■ 指示 1
個人情報保護法の解説から、「顧客の行動をAIによって予測」で始まり「講じる必要があります(A)。」で終わる部分を一字一句変えずに抜き出してください。

■ 読む文章
|---|

第9章 AIに関する法律と契約

問題1. 個人情報保護法を遵守したデータの収集、活用に関する留意点として、最も不適切なものを選べ。

➡ P240

解答1. B

➡ P234

個人情報保護法を遵守したデータの収集や活用における留意点について問う問題です。
顧客の行動をAIによって予測する場合など、AIを活用する際には顧客の個人情報を含むデータを扱うことがあります。そのようなデータを利用する際には、個人情報保護法を遵守する必要があります。
個人データ[解答2を参照]とは、データ化された個人情報のことです。個人情報を扱う際には、個人データの漏えいや滅失の防止といった安全管理措置を講じる必要があります(A)。
個人情報を取り扱う際には、データの処理方法に関わらずその利用目的を本人に通知または公表しなければなりません(B)。
個人識別符号とは、それ自体から特定の個人を識別できる情報です。指紋データや旅券番号などは個人識別符号に該当し、個人情報保護法における個人情報として保護されます(C)。

|---|

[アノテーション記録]
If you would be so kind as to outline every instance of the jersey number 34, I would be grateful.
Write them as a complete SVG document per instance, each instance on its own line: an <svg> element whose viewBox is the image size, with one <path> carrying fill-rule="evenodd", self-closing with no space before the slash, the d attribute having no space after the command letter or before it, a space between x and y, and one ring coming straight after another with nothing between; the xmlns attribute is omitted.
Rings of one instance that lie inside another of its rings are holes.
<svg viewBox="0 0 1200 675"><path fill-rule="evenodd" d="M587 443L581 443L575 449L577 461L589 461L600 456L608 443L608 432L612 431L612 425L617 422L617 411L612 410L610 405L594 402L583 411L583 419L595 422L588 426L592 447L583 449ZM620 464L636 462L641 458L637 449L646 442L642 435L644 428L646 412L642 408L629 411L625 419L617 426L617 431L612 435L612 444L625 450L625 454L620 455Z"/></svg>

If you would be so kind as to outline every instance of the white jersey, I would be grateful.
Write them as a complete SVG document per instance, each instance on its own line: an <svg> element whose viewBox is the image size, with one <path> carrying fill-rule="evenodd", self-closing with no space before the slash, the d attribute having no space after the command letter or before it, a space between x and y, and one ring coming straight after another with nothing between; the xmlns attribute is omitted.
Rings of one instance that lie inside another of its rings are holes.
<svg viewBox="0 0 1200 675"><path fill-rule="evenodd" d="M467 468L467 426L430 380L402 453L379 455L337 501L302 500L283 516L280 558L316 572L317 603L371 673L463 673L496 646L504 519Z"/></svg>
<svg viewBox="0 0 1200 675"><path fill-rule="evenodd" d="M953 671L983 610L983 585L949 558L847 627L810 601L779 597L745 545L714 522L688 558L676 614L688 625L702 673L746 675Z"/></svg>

|---|

■ 指示 2
記録の中で「jersey, I would be grateful.」を含む行から記録の最後の行までを、両端を含め、空行は除いて「番号」と「行」の2列からなるMarkdownの表にまとめてください。

■ 完全な回答 1
顧客の行動をAIによって予測する場合など、AIを活用する際には顧客の個人情報を含むデータを扱うことがあります。そのようなデータを利用する際には、個人情報保護法を遵守する必要があります。
個人データ[解答2を参照]とは、データ化された個人情報のことです。個人情報を扱う際には、個人データの漏えいや滅失の防止といった安全管理措置を講じる必要があります(A)。

■ 完全な回答 2
| 番号 | 行 |
|---|---|
| 1 | If you would be so kind as to outline every instance of the white jersey, I would be grateful. |
| 2 | Write them as a complete SVG document per instance, each instance on its own line: an <svg> element whose viewBox is the image size, with one <path> carrying fill-rule="evenodd", self-closing with no space before the slash, the d attribute having no space after the command letter or before it, a space between x and y, and one ring coming straight after another with nothing between; the xmlns attribute is omitted. |
| 3 | Rings of one instance that lie inside another of its rings are holes. |
| 4 | <svg viewBox="0 0 1200 675"><path fill-rule="evenodd" d="M467 468L467 426L430 380L402 453L379 455L337 501L302 500L283 516L280 558L316 572L317 603L371 673L463 673L496 646L504 519Z"/></svg> |
| 5 | <svg viewBox="0 0 1200 675"><path fill-rule="evenodd" d="M953 671L983 610L983 585L949 558L847 627L810 601L779 597L745 545L714 522L688 558L676 614L688 625L702 673L746 675Z"/></svg> |